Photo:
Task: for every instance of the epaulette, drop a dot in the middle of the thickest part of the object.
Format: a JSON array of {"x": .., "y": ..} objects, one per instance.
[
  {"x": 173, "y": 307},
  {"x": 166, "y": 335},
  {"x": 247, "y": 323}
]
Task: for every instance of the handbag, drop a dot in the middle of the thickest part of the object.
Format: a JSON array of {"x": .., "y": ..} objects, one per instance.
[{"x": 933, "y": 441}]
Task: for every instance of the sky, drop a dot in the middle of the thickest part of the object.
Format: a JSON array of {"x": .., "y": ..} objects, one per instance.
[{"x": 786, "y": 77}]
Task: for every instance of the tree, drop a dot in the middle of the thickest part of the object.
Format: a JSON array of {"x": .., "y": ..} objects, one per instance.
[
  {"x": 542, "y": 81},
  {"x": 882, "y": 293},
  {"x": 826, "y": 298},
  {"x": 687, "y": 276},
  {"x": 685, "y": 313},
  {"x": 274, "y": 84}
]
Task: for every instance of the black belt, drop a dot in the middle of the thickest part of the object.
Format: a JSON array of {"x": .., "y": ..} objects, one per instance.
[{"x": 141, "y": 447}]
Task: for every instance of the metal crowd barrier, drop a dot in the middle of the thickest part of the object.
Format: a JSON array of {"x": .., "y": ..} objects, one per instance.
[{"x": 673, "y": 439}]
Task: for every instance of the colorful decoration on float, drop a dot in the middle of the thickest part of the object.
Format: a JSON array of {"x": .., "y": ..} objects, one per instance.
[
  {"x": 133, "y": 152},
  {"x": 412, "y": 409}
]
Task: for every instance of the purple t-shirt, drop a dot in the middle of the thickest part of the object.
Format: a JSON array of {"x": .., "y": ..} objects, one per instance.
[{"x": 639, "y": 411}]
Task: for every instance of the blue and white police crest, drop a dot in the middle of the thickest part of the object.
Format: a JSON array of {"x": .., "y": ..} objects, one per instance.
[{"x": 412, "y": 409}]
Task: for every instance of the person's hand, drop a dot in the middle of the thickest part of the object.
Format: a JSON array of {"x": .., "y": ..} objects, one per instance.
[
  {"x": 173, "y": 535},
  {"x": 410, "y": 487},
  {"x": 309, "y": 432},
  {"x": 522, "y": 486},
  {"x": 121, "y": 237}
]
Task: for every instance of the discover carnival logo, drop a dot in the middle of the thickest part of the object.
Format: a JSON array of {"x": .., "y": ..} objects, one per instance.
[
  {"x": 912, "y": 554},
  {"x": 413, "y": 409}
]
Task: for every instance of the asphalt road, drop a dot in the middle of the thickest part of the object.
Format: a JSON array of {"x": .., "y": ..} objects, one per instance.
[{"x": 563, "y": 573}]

**WHAT YOU WILL DO**
Format every line of all the items above as a numbered list, omitting any blank lines.

**SOLUTION BELOW**
1. Photo:
2. Task: for every instance of the epaulette, drop a dot in the middle of the thickest part of the object.
3. Format: a JSON array of {"x": .., "y": ..} objects, one per instance.
4. [
5.   {"x": 173, "y": 307},
6.   {"x": 166, "y": 335},
7.   {"x": 247, "y": 323}
8. ]
9. Task: for every instance of the handbag, drop a dot in the middle of the thickest part of the object.
10. Format: a JSON array of {"x": .., "y": ..} objects, one per instance.
11. [{"x": 933, "y": 441}]
12. Task: for every instance of the sky, drop a dot in the middle of the thickest part of the object.
13. Format: a JSON array of {"x": .., "y": ..} objects, one per instance.
14. [{"x": 786, "y": 77}]
15. Task: for every instance of the tree, drop a dot in the middle of the thickest part of the object.
16. Format: a JSON array of {"x": .., "y": ..} objects, one per instance.
17. [
18.   {"x": 542, "y": 81},
19.   {"x": 882, "y": 293},
20.   {"x": 826, "y": 298},
21.   {"x": 687, "y": 276},
22.   {"x": 685, "y": 313},
23.   {"x": 274, "y": 84}
24. ]
25. Task: for every instance of the black belt, drop a dot in the middle of the thickest part of the object.
26. Format: a JSON array of {"x": .., "y": ..} objects, one per instance.
27. [{"x": 141, "y": 447}]
28. Task: for every instance of the metal crowd barrier, drop a dot in the middle of the thickest part of the object.
29. Format: a JSON array of {"x": .., "y": ..} objects, one per instance.
30. [{"x": 673, "y": 439}]
31. Task: for every instance of the colorful decoration on float, drop a dot in the middle of the thickest part of the object.
32. Format: a JSON array of {"x": .., "y": ..} objects, one per instance.
33. [
34.   {"x": 133, "y": 152},
35.   {"x": 412, "y": 409}
36. ]
37. Task: for every instance of the purple t-shirt, drop a dot in the middle of the thickest part of the object.
38. Format: a JSON array of {"x": .., "y": ..} objects, one per instance.
39. [{"x": 639, "y": 411}]
40. Task: for every instance of the blue and white police crest, drop a dot in the middle of the thickest part of the object.
41. Format: a JSON array of {"x": .., "y": ..} objects, one per instance.
42. [{"x": 412, "y": 409}]
43. Task: for every instance of the person's hand, drop a dot in the middle of the thickest part of the object.
44. Format: a JSON array of {"x": .., "y": ..} objects, one per instance.
45. [
46.   {"x": 173, "y": 535},
47.   {"x": 410, "y": 487},
48.   {"x": 309, "y": 432},
49.   {"x": 522, "y": 486},
50.   {"x": 121, "y": 237}
51. ]
52. Task: for every instance of the discover carnival logo, drop a dot in the middle of the thickest part of the object.
53. Format: a JSON array of {"x": .., "y": ..} objects, one per instance.
54. [
55.   {"x": 912, "y": 554},
56.   {"x": 413, "y": 409}
57. ]
58. Task: for every instance of the asphalt road, drop a dot in the middle of the thickest part of the object.
59. Format: a JSON array of {"x": .., "y": ..} objects, one per instance.
60. [{"x": 563, "y": 573}]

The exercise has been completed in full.